═══ DATA EXTRACT ═══

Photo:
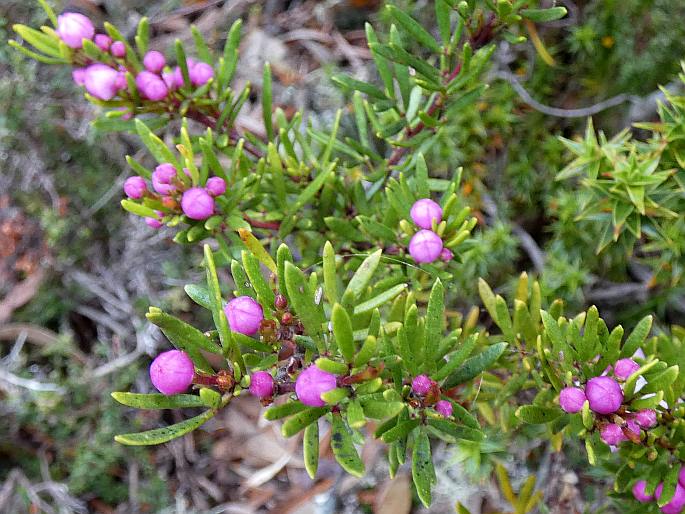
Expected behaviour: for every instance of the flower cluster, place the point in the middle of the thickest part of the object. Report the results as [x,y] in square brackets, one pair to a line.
[677,502]
[173,193]
[105,79]
[605,398]
[426,245]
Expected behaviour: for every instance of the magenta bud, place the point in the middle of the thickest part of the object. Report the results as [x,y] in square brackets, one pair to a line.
[639,492]
[200,73]
[312,383]
[646,418]
[424,211]
[675,506]
[154,61]
[135,187]
[101,81]
[73,28]
[425,246]
[79,76]
[103,41]
[604,394]
[421,384]
[261,384]
[215,186]
[172,372]
[446,255]
[118,49]
[244,315]
[444,408]
[572,399]
[613,435]
[162,178]
[151,86]
[197,204]
[624,368]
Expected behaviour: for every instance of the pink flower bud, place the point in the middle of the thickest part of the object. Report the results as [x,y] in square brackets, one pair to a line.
[312,383]
[215,186]
[197,204]
[261,384]
[421,384]
[172,372]
[604,394]
[154,61]
[424,211]
[446,255]
[444,408]
[572,399]
[162,178]
[639,492]
[425,246]
[646,418]
[244,315]
[200,73]
[135,187]
[118,49]
[103,41]
[79,76]
[675,506]
[151,86]
[73,28]
[624,368]
[613,435]
[101,81]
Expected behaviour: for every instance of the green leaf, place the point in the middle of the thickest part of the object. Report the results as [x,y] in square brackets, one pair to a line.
[302,419]
[421,35]
[361,278]
[342,329]
[537,415]
[475,365]
[435,315]
[165,434]
[544,15]
[310,446]
[199,294]
[157,401]
[422,470]
[343,447]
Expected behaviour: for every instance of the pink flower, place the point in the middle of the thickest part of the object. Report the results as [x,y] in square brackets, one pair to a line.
[572,399]
[421,385]
[154,61]
[604,394]
[197,204]
[163,177]
[118,49]
[172,372]
[215,186]
[244,315]
[101,81]
[639,492]
[73,28]
[624,368]
[200,73]
[444,408]
[151,86]
[261,384]
[312,383]
[424,212]
[646,418]
[425,246]
[135,187]
[613,435]
[103,42]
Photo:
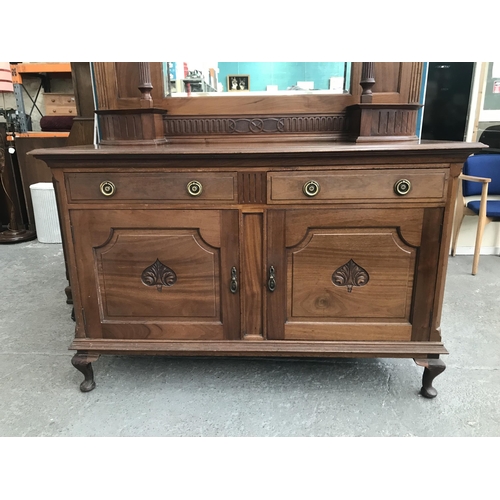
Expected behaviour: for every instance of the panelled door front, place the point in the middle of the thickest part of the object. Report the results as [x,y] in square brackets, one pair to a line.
[342,274]
[154,274]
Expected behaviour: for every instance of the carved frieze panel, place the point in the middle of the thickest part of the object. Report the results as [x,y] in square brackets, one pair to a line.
[259,125]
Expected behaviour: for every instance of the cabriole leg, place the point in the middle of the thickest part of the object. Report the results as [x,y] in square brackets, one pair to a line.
[82,362]
[432,368]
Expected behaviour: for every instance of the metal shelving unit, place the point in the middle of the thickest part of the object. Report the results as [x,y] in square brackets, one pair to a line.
[45,71]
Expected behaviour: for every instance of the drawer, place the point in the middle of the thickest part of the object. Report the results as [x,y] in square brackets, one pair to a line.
[59,99]
[358,186]
[60,110]
[148,187]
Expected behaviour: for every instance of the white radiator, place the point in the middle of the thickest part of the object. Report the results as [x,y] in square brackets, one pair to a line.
[45,211]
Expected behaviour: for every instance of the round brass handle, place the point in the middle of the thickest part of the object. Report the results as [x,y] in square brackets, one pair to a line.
[311,188]
[107,188]
[402,187]
[194,188]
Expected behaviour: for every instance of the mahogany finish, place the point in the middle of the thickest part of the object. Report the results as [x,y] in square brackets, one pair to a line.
[249,233]
[356,272]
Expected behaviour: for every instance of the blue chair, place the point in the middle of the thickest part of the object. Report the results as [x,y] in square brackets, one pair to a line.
[479,194]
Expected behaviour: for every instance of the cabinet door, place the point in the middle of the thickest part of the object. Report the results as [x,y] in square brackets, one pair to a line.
[153,274]
[345,274]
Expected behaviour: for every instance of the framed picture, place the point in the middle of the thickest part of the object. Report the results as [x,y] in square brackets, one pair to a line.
[238,83]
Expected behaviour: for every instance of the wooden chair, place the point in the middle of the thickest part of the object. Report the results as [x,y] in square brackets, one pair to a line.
[479,194]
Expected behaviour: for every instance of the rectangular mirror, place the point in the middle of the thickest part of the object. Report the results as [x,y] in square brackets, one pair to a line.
[186,79]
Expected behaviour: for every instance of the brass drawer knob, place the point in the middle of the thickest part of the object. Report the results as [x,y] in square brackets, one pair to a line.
[107,188]
[310,188]
[402,187]
[194,188]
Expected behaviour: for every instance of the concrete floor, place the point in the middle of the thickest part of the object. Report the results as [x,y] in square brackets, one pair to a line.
[162,396]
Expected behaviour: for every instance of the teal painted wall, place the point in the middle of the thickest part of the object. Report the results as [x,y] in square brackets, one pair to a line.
[283,74]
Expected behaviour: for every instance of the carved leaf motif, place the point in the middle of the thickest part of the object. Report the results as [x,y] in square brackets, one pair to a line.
[350,275]
[158,275]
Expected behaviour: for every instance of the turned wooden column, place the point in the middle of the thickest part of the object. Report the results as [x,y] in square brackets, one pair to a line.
[367,81]
[145,85]
[141,125]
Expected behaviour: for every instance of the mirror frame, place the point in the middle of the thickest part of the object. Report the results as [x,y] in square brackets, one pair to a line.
[113,91]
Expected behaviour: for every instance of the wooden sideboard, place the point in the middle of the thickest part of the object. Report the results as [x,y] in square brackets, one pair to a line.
[313,248]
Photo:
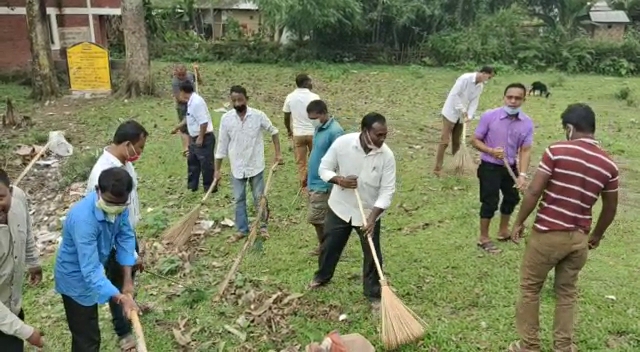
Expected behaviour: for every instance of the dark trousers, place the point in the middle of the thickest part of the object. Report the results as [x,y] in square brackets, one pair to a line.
[121,324]
[10,343]
[494,179]
[337,232]
[84,325]
[200,161]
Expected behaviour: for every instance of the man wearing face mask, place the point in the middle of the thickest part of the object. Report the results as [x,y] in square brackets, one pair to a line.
[460,107]
[367,164]
[202,140]
[126,148]
[571,176]
[181,75]
[298,124]
[327,130]
[503,134]
[93,226]
[241,141]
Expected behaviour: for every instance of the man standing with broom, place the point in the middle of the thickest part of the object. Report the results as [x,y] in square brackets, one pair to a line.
[460,106]
[201,139]
[367,164]
[241,141]
[327,130]
[181,75]
[500,134]
[93,226]
[126,148]
[18,254]
[571,176]
[299,126]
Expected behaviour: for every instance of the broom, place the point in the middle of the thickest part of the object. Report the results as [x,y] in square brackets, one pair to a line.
[400,325]
[195,78]
[137,328]
[462,162]
[179,233]
[250,240]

═══

* TRY IT
Give back the full listing word for word, with the pictures left out.

* EXERCISE OUTPUT
Photo:
Expected behaviour: for every instance of the flower cluster, place the point in the middle of the thickest part of the object. Report the results as [x,y] in square brackets, one pair to a line.
[677,502]
[173,193]
[105,79]
[605,398]
[426,245]
Expected behaviour: for every instance of the magenta bud, place the point in the middle of the thickest part of the object. Report the results as [x,y] in square brackets, one pair to a line.
[639,492]
[200,73]
[312,383]
[646,418]
[424,211]
[675,506]
[154,61]
[135,187]
[101,81]
[73,28]
[425,246]
[79,76]
[103,41]
[604,394]
[421,384]
[261,384]
[215,186]
[172,372]
[446,255]
[118,49]
[244,315]
[444,408]
[572,399]
[613,435]
[162,178]
[151,86]
[197,204]
[624,368]
Expected behaviour: for every instance of the pink flower bud, place the point in the middle of the thickest part of the object. Report the results as [x,y] in square brackets, one pair to a line.
[312,383]
[215,186]
[197,204]
[261,384]
[421,384]
[172,372]
[604,394]
[154,61]
[424,211]
[446,255]
[444,408]
[572,399]
[162,178]
[639,492]
[425,246]
[646,418]
[244,315]
[200,73]
[135,187]
[118,49]
[103,41]
[79,76]
[675,506]
[151,86]
[73,28]
[624,368]
[613,435]
[101,81]
Expected behaviour: for every instance of the green leaf, place the point in the middle of the thickest part of the object. Report the results as [x,y] in square brackets, one pair to a line.
[302,419]
[421,35]
[361,278]
[342,329]
[537,415]
[475,365]
[435,315]
[165,434]
[544,15]
[310,446]
[199,294]
[157,401]
[422,470]
[343,447]
Expected behaviour: for every instance of the pink flower, place the point in the middle of the thickest part of the object. Report the results as [x,y] in square brackets, one pair to a line.
[572,399]
[421,385]
[154,61]
[604,394]
[197,204]
[163,177]
[118,49]
[172,372]
[215,186]
[244,315]
[101,81]
[639,492]
[73,28]
[624,368]
[200,73]
[444,408]
[151,86]
[261,384]
[312,383]
[424,212]
[646,418]
[425,246]
[135,187]
[613,435]
[103,42]
Photo:
Expected behaviour: for every instance of the panelled door front, place the point in the middle of the thickest part of the object. Report the results as [x,y] in square brackets, one pair to a line.
[342,274]
[154,274]
Expected behaviour: for every instance of the carved frieze panel, place the point in the middle of the thickest part of the object. Report the results as [x,y] in square brackets, one pair to a line.
[259,125]
Expected behaviour: for every instance of the cabriole leg, place the point in the middle of the thickest part of the object. Report the results as [x,y] in square brackets, one pair to a line.
[82,362]
[432,368]
Expected behaviour: for every instance of the metal shelving unit, place the point in the middle of the thickest part of the object. Report the results as [x,y] in square brackets, one pair to a line.
[45,71]
Expected behaviour: for every instance of the drawer, place the point in the middle of the thickest part of the object. Report the results as [x,y] in square brackets, one pair to a line.
[59,99]
[358,186]
[60,110]
[148,187]
Expected behaviour: for every instance of the white radiator, place the point in the middle of the thickest part of the object. Report the results as [x,y] in square brackets, one pair to a line.
[45,211]
Expected behaviour: for every instance of the round brass handle, place the point in the middle of the thickest part of the object. Report the results as [x,y] in square brackets, one pair to a line.
[311,188]
[107,188]
[402,187]
[194,188]
Expected behaviour: for every instance of the mahogany finish, place the point in the middle of the thickest part of the object. Report the results as [x,y] in square brackets, one pair to a line.
[249,233]
[356,272]
Expected behaviour: for every instance of the blue chair, place the point in the middle of the thickest part of the object. Report the results as [x,y] in square brackets, one pair to a line.
[479,194]
Expected behaviour: for every instance of the cabinet door, place the point in the middle of the thickest part of the object. Report the results as [x,y] in square brackets, one pair to a line.
[153,274]
[345,274]
Expected behaviour: for every instance of the framed picture, place the point in the middle of the thickest part of the object. Report the results as [x,y] in square brackets, one pair to a line.
[238,83]
Expected behaviour: for every instance of the wooden chair, place the point in the middle of the thickest part of the object. Report the results as [x,y] in square brackets, one pair to a line.
[479,194]
Expected behaviour: for every instance of the rectangular mirror, place the point in the middle of the thickest part of the object. Report the results as [x,y] in square brackets, one pair to a line.
[186,79]
Expected behaviour: for every instance of the brass drawer knob, place the point in the middle of the thickest part of the object. Report the results as [x,y] in square brackets, one pair to a line.
[107,188]
[310,188]
[402,187]
[194,188]
Expected behaviour: for every instance of the concrete floor, place the point in the middle of the thickest part of the object. Report the results as [x,y] in square brackets, one pair to a line.
[162,396]
Expected behaviour: for every instance of the teal painted wall, place the point in the middle of the thickest part of the object. Report the results as [x,y] in square brackets, one pair to a line.
[283,74]
Expected behaviour: for every instance of the carved leaf motif, place the point in the middle of the thickest part of the object. Report the results as [x,y] in square brackets, one pair to a line.
[350,275]
[158,275]
Expected behaviour: for every instance of the turned wooden column, place the point in the middle of the thickest part of the object. Report the results as [x,y] in square brackets, one pair to a line.
[367,81]
[145,85]
[141,125]
Expected behaviour: for every instance of the mirror frame, place the point in the middle of the thickest part of the object. Report the results as [x,y] in square brackets, one pair to a line.
[113,91]
Expected behaviour: for every instance of the wooden sideboard, place the point in the middle of the thickest part of the object. Report the results as [x,y] in square brackets, one pair to a line.
[313,248]
Photo:
Expected behaviour: for every instance of the dark trousers, place the point in the middle of the thickest part of the object. Report the results as [x,y] in square brackets, one pair to a line.
[121,324]
[10,343]
[494,179]
[337,232]
[84,325]
[200,161]
Expected behaviour: for every instance of the man wearing face mask, place the point in the middle of the thickest part of the object. Report the results as [x,y] in square brackets, one pair to a line.
[460,107]
[367,164]
[202,140]
[126,148]
[571,176]
[181,75]
[298,124]
[327,130]
[503,134]
[93,226]
[241,141]
Expected behaviour: for every instance of the man standing with broom, place the point in the middle of the thickest part of the object. Report the results as [x,y] in square brackets, one pair to a line.
[460,106]
[201,139]
[367,164]
[241,141]
[327,130]
[181,75]
[500,134]
[93,226]
[126,148]
[18,254]
[571,176]
[299,126]
Expected behaviour: for every instance of the broom, place the point in the middle of the thickest part of the object. Report the results as [x,y] in square brackets, one pair to a line.
[400,325]
[195,78]
[137,328]
[462,162]
[179,233]
[250,240]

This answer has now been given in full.